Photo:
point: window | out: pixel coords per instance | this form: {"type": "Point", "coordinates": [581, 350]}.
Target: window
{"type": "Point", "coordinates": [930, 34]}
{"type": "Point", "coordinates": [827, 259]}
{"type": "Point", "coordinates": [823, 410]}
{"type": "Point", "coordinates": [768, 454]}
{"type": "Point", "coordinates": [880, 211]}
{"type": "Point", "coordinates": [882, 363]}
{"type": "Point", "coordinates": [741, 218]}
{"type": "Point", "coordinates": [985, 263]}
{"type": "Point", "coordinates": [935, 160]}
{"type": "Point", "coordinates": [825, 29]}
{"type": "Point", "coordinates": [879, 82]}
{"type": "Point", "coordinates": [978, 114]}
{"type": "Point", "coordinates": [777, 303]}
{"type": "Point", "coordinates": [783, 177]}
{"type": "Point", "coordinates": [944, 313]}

----

#### Task requirements
All of the material must appear again, exactly as given.

#### Response to the task
Photo:
point: window | out: pixel coords per instance | this form: {"type": "Point", "coordinates": [581, 350]}.
Target: window
{"type": "Point", "coordinates": [930, 34]}
{"type": "Point", "coordinates": [827, 259]}
{"type": "Point", "coordinates": [823, 410]}
{"type": "Point", "coordinates": [768, 454]}
{"type": "Point", "coordinates": [880, 211]}
{"type": "Point", "coordinates": [882, 363]}
{"type": "Point", "coordinates": [741, 218]}
{"type": "Point", "coordinates": [985, 263]}
{"type": "Point", "coordinates": [935, 160]}
{"type": "Point", "coordinates": [825, 29]}
{"type": "Point", "coordinates": [879, 82]}
{"type": "Point", "coordinates": [978, 114]}
{"type": "Point", "coordinates": [777, 303]}
{"type": "Point", "coordinates": [783, 177]}
{"type": "Point", "coordinates": [944, 313]}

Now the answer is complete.